◆ **Excerpted text**:
━━━━
Recent History of Petroglyph National Monument

Petroglyph National Monument is cooperatively managed by the National Park Service and the City of Albuquerque Open Space Division.

Why does the City of Albuquerque Open Space Division co-manage Petroglyph National Monument with the National Park Service? This federal-local government arrangement is almost unique in the 417 unit National Park Service. The answers are rooted, as they often are, in history, community, and politics.

Albuquerque's citizens have enjoyed their wide open spaces for many years. A wonderful 1893 photograph of a man and his infant daughter shows a horse carriage in the background at the Mesa Prieta area of the Monument. Some activities weren't so pastoral—N.M. Volcano “Erupts” But Fools No One—a 1950 newspaper headline declared. Nobody was fooled, apparently, because the same prank—piling tires on the side of a volcano and setting them on fire to simulate an eruption—had been tried in 1947 with much greater success (even causing a panic in the city). For years students from nearby St Joseph would paint a "J" on Vulcan Volcano, when the light is right it can still be seen.

Response to development pressure played a vital role in saving land that would one day become Petroglyph Monument. A proposal in the late 1960s to carve the mesa top and volcanoes into 5-acre ‘ranchettes’ spurred the activism of a group called Save the Volcanoes. Under the leadership of Ruth Eisenberg, nicknamed the “Volcano Lady,” the City put up millions of dollars, matched with federal Land and Water Conservation Funds, to buy and protect the volcanoes and surrounding mesa land. At the same time, some of the first City ‘regional parks’ were purchased (for as little as $2.50 acre) from the Bureau of Land Management through the Recreation and Public Purposes Act. A key example was Boca Negra Park, a 1,527 acre tract containing portions of Rinconada Canyon and the mesa top.
━━━━
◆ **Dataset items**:
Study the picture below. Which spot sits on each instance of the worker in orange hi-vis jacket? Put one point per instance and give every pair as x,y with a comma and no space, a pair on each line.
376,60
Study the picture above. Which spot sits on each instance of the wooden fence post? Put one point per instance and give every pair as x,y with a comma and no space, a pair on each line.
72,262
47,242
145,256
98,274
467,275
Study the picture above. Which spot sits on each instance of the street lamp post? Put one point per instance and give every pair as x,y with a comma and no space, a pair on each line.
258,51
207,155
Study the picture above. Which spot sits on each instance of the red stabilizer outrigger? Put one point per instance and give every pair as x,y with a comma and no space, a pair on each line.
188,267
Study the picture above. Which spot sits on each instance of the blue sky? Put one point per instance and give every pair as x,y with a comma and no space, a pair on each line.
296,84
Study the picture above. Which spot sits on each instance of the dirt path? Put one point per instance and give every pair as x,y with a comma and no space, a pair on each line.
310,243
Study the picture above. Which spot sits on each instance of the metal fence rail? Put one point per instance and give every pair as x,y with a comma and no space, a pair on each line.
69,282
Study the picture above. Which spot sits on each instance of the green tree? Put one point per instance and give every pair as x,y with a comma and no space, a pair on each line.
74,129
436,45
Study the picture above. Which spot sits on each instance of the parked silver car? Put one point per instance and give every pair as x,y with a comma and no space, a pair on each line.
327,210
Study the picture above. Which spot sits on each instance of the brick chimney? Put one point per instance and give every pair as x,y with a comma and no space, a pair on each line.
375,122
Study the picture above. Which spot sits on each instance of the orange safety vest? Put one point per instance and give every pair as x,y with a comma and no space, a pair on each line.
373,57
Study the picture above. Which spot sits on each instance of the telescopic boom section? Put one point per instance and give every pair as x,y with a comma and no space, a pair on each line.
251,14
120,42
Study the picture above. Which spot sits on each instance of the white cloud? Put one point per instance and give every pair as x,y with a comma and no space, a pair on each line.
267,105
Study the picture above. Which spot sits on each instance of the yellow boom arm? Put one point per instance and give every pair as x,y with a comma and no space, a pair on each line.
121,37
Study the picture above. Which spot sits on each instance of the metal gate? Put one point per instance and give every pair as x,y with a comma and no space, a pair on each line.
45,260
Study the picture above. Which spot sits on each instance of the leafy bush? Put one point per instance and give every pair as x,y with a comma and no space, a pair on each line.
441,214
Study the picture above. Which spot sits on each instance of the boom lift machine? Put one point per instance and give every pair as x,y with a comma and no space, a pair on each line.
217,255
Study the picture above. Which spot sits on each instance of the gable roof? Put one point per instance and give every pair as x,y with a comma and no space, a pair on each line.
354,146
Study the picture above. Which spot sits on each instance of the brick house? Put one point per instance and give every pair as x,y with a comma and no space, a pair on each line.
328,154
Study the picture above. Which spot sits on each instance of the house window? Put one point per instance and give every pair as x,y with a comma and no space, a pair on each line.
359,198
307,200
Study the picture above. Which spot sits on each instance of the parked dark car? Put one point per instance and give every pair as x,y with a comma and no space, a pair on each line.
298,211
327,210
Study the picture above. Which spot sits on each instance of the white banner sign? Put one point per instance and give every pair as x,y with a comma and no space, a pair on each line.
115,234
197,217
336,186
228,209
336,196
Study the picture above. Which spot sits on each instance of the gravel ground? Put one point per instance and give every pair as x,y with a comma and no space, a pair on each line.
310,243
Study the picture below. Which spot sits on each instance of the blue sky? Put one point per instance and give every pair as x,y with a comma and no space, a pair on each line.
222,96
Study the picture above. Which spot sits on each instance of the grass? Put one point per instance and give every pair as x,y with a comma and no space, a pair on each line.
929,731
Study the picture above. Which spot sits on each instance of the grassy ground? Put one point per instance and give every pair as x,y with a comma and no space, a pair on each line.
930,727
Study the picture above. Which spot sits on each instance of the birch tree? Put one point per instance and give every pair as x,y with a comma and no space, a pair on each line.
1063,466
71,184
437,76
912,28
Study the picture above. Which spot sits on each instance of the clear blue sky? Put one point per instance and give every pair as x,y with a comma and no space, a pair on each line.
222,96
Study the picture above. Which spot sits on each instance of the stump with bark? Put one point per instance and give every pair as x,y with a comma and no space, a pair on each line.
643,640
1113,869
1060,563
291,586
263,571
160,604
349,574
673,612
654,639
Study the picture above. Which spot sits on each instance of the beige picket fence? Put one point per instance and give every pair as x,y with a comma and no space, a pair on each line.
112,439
━━━━
◆ **Exercise**: Please name the person who led the Save the Volcanoes group, according to the monument history. These records are separate from the monument history.

◆ **Written response**: Ruth Eisenberg, nicknamed the "Volcano Lady."